Spekulation mit Rundfunkbeitrag: Das Geld ist sicher (?)

Drei ARD-Sender deponieren 105 Millionen Euro Rundfunkbeitrag bei der insolventen Greensill-Bank.

Es wird ihnen der Schweiß auf die Stirn getreten sein, den Spitzen von Norddeutschem Rundfunk (NDR), Saarländischem Rundfunk (SR) und Südwestrundfunk (SWR). Die drei ARD-Anstalten hatten insgesamt 105 Millionen Euro bei der Greensill Bank einbezahlt, der SWR 69 Millionen, der NDR 24 und der SR zwölf Millionen Euro. Es waren Termingeldeinlagen, mit denen, so erklärte SWR-Sprecherin Hannah Basten auf Anfrage, „vermieden werden soll, dass das Beitragsgeld, das uns von der Allgemeinheit zur Verfügung gestellt wird, schrumpft, denn auf laufenden Geschäftskonten sind bei allen Banken grundsätzlich so genannte Negativzinsen zu zahlen.“ Der Südwestrundfunk wählt dabei „ ausschließlich Anlagen aus, die finanziell abgesichert sind“, sprich einlagenversichert sind. Das ist bei der insolventen Bremer Greensill Bank der Fall. Dem SWR entsteht laut Sprecherin kein finanzieller Schaden, was passieren kann, ist, dass es zu einer Verzögerung bei der Rückzahlung der Termingelder kommen könne.

Risikoreicher Umgang?

Warum überhaupt derartige finanzielle Risiken beim Umgang mit Geldern aus dem Rundfunkbeitrag? Die SWR-Sprecherin sagte, „die Erträge des Rundfunkbeitrags laufen über ein Jahr gesehen nicht synchron mit unseren Ausgaben. Das Geld, das nicht direkt für Ausgaben verwendet wird, legt der SWR in der Zwischenzeit in Termingeldern an.“ Da es sich bei den Einnahmen des SWR vor allem um Beitragsgeld handele, „unterliegen wir besonders hohen Anforderungen an Sorgfalt und Transparenz“, sagte Basten. Der Sender bewege sich innerhalb der SWR-Anlagenrichtlinie. Die Schweißperlen bei NDR, SR und SWR können von der Stirn gewischt werden.
-----
■ Aufgabe
Beantworte bitte anhand des Textauszugs:
(a) Wie viele Millionen Euro hatte der NDR bei der Greensill Bank eingezahlt?
(b) Wie heißt die Sprecherin des SWR?
(c) In welcher Form legt der SWR Geld an, das nicht direkt für Ausgaben verwendet wird?
Die Daten stehen in keinem Zusammenhang mit dem Textauszug.
-----
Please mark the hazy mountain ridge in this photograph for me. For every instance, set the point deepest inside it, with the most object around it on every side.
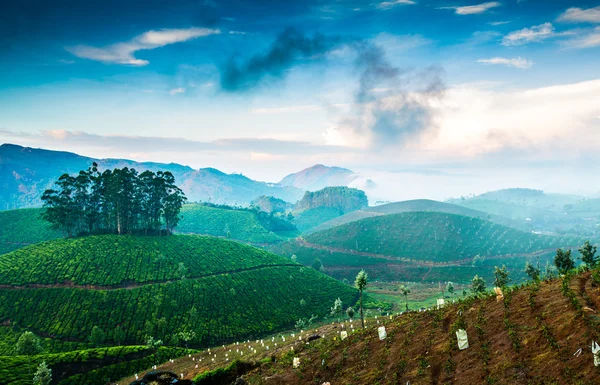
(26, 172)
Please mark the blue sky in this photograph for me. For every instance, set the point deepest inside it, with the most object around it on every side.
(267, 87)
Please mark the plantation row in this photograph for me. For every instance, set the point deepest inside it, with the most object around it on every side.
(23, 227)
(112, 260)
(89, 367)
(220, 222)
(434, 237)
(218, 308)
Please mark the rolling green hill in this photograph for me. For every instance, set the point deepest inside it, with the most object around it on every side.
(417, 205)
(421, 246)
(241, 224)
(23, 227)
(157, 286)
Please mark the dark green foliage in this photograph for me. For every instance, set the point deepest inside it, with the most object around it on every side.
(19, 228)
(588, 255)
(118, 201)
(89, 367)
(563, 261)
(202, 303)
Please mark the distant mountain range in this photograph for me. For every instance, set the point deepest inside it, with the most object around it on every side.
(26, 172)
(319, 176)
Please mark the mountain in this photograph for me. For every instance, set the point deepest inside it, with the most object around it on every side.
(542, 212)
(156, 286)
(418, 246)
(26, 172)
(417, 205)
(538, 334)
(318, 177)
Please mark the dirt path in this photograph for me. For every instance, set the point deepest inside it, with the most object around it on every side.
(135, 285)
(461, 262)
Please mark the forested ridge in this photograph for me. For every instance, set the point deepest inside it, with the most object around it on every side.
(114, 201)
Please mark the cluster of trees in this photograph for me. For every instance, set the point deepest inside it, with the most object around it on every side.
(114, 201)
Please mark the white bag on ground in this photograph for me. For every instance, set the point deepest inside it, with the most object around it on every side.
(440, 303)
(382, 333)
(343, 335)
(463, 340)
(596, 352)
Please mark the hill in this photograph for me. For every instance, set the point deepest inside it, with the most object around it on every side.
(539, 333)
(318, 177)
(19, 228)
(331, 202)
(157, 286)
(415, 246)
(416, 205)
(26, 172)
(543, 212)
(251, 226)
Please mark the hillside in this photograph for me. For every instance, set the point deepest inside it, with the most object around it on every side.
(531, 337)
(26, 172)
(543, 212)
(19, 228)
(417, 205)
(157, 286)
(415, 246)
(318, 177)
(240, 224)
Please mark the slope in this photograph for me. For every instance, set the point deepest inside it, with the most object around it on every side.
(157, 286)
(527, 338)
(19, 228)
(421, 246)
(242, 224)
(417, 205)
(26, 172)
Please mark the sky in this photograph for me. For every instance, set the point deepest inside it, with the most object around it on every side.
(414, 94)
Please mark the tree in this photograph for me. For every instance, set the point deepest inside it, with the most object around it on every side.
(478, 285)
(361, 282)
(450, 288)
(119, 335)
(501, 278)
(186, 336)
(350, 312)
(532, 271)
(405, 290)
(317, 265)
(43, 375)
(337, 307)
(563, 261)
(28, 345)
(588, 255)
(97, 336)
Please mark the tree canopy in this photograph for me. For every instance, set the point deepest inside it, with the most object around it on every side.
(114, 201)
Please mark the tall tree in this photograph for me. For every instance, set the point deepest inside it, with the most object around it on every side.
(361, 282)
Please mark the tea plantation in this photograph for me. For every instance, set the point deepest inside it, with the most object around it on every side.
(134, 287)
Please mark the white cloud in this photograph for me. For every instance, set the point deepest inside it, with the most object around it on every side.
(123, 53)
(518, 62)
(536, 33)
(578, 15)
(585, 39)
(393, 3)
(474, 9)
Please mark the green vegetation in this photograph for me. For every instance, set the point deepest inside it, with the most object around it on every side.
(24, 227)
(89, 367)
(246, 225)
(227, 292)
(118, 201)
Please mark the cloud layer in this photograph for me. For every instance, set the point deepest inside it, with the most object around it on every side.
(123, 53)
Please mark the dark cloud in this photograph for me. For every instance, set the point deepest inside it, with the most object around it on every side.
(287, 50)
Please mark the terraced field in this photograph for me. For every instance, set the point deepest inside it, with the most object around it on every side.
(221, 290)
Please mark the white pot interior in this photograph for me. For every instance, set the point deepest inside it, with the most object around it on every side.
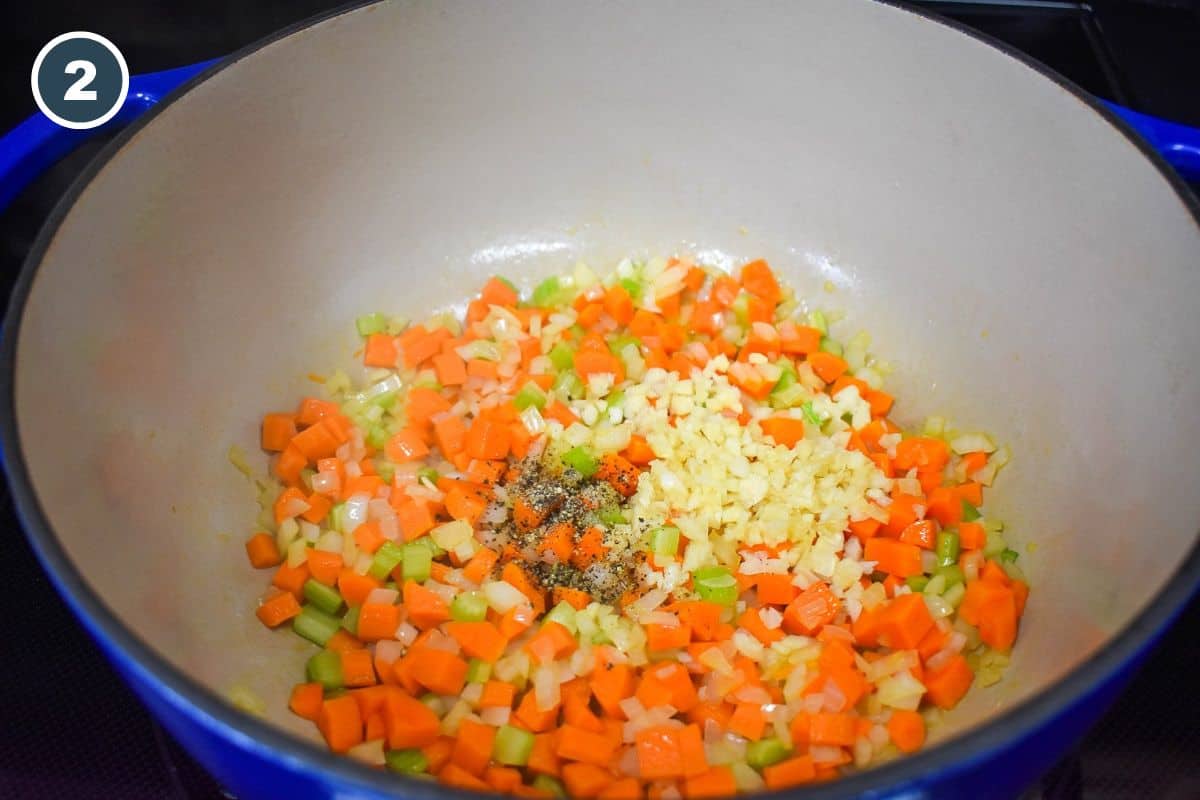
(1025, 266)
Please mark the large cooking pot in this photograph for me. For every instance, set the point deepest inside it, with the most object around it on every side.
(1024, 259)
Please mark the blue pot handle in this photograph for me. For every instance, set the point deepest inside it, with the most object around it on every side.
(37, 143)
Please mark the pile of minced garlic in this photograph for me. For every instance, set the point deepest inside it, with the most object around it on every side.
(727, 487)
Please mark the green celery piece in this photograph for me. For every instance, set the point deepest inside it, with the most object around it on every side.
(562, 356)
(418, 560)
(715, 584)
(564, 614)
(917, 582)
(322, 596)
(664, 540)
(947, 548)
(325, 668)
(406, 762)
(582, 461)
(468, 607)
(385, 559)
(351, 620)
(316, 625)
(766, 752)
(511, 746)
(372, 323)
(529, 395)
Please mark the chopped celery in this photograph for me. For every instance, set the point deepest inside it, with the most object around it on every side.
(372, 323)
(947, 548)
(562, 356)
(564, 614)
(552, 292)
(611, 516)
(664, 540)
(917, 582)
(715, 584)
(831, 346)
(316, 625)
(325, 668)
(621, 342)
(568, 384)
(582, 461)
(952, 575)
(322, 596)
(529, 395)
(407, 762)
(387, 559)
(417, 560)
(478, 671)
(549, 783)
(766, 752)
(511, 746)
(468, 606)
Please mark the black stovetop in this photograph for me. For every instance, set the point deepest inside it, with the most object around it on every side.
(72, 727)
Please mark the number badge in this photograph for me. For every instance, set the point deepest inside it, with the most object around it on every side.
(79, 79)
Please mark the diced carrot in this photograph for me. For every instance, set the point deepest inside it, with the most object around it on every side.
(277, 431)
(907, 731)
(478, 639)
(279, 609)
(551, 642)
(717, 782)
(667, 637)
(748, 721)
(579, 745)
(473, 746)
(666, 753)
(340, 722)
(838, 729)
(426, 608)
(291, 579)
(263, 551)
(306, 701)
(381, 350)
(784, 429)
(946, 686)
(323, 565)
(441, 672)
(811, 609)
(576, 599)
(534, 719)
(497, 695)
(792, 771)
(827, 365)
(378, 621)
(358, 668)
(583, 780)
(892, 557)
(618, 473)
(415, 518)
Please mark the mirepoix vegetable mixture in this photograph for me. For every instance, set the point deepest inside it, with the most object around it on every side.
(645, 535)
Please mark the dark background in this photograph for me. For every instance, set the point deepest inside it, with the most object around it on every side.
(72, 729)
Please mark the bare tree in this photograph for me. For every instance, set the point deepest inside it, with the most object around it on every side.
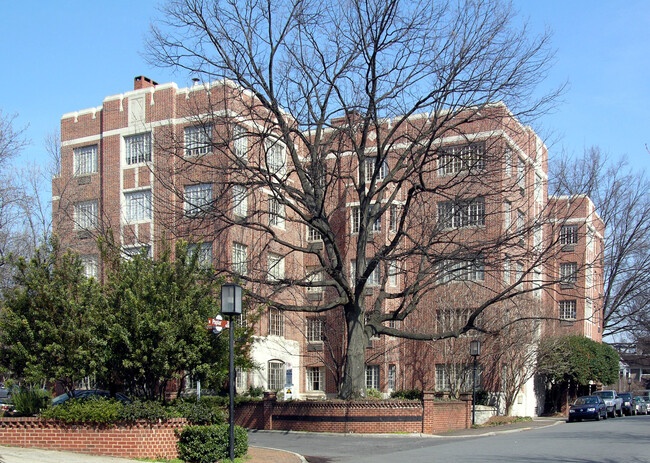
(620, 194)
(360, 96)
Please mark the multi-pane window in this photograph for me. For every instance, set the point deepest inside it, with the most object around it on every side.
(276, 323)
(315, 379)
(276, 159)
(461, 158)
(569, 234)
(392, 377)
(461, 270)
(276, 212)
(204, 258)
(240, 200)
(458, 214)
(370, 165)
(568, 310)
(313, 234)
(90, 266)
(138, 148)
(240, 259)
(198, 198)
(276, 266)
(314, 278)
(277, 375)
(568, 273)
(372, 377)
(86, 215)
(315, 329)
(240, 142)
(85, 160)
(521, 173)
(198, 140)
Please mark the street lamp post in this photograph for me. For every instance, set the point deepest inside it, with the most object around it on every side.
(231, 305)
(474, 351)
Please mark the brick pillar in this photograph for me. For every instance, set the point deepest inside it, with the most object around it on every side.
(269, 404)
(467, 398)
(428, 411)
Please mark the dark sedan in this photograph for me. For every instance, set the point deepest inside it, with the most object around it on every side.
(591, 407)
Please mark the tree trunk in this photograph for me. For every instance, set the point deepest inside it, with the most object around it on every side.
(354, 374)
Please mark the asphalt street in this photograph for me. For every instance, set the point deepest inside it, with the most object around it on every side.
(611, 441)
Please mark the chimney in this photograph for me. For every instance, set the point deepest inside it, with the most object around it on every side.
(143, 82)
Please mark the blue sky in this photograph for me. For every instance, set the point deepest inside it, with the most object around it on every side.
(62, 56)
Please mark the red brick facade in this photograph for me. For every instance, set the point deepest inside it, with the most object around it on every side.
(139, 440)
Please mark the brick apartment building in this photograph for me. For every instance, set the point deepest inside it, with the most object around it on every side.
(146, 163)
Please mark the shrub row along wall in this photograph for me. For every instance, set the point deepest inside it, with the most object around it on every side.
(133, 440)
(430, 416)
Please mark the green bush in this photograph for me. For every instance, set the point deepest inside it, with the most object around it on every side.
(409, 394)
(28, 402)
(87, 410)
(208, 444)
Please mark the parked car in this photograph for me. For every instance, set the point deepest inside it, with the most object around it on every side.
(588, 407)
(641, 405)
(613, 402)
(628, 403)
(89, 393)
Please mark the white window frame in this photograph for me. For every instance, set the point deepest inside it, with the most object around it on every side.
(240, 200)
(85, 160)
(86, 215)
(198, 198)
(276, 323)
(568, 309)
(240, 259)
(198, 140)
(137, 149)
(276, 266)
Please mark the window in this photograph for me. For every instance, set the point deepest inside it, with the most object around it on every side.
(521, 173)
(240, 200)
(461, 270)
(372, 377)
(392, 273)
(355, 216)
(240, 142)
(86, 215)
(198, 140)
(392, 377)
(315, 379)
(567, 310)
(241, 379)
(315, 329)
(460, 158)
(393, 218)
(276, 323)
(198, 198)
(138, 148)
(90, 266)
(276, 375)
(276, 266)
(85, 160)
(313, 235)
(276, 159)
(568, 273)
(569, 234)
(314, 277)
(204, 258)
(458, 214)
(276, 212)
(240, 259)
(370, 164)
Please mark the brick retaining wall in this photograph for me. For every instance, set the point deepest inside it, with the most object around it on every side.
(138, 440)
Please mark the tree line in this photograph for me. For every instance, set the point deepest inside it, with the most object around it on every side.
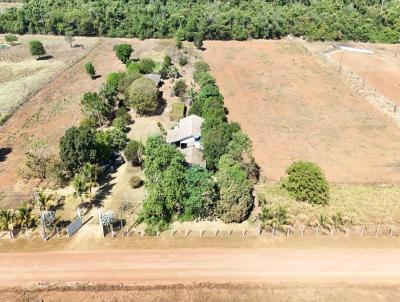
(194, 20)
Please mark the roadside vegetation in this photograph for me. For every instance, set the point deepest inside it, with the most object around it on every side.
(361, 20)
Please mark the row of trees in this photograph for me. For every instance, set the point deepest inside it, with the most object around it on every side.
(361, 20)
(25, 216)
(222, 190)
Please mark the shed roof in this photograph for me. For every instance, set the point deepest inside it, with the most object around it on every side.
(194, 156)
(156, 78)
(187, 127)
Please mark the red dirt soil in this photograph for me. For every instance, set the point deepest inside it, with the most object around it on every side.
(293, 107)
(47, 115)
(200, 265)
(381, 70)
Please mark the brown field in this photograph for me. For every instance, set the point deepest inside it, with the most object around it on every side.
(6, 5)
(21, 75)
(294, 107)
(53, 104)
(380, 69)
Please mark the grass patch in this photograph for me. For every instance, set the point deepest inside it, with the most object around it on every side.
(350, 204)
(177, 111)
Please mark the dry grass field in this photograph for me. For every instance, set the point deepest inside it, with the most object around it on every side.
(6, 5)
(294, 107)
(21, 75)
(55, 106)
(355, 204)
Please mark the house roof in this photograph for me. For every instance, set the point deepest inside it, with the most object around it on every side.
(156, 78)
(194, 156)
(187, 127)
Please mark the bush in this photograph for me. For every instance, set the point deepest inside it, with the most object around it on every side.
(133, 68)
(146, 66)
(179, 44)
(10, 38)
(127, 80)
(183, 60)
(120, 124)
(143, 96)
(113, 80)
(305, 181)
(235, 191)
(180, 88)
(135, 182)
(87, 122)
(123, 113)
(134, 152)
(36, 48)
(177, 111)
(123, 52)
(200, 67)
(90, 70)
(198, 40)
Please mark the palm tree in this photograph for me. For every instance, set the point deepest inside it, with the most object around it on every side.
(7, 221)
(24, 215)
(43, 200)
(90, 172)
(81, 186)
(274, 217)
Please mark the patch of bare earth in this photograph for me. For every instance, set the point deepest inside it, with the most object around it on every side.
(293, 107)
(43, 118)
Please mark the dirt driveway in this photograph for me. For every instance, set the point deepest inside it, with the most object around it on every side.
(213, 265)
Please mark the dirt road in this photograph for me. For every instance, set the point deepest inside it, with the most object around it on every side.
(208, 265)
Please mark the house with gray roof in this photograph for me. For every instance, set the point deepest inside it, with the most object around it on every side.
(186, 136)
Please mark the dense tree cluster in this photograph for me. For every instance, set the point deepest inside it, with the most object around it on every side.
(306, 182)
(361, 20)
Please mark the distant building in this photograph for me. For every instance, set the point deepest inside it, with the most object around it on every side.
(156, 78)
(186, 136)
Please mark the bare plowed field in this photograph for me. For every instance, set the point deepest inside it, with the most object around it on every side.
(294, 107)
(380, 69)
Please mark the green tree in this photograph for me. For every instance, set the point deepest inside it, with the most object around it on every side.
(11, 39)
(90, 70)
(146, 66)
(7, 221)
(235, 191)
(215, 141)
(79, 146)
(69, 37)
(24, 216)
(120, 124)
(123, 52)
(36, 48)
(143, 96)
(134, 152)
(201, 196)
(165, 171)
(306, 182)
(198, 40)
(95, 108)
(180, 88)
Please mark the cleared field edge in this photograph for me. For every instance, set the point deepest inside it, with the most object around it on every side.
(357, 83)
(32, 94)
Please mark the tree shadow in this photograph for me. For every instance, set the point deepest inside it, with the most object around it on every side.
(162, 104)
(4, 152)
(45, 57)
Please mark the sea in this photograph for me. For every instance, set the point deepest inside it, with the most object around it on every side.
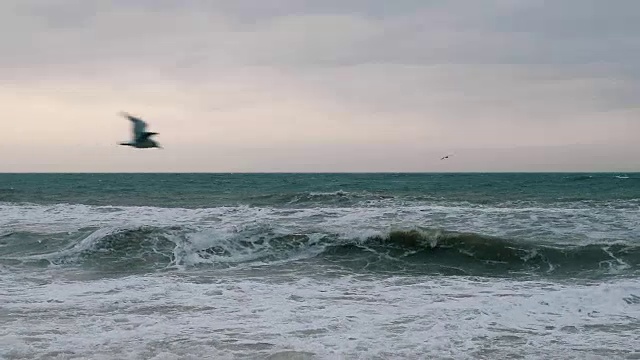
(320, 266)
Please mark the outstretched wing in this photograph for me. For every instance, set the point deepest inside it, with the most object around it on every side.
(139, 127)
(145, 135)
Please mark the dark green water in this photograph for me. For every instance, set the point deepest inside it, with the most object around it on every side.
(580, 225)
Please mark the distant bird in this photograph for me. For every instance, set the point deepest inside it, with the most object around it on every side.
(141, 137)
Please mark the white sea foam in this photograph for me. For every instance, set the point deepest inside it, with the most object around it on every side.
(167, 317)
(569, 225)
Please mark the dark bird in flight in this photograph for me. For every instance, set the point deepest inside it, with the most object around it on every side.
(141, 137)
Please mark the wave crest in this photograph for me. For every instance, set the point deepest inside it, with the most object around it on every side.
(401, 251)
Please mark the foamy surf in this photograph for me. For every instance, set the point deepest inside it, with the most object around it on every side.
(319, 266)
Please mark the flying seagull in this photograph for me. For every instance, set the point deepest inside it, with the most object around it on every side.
-----
■ Vollständige Antwort
(a) 24 Millionen Euro
(b) Hannah Basten
(c) In Termingeldern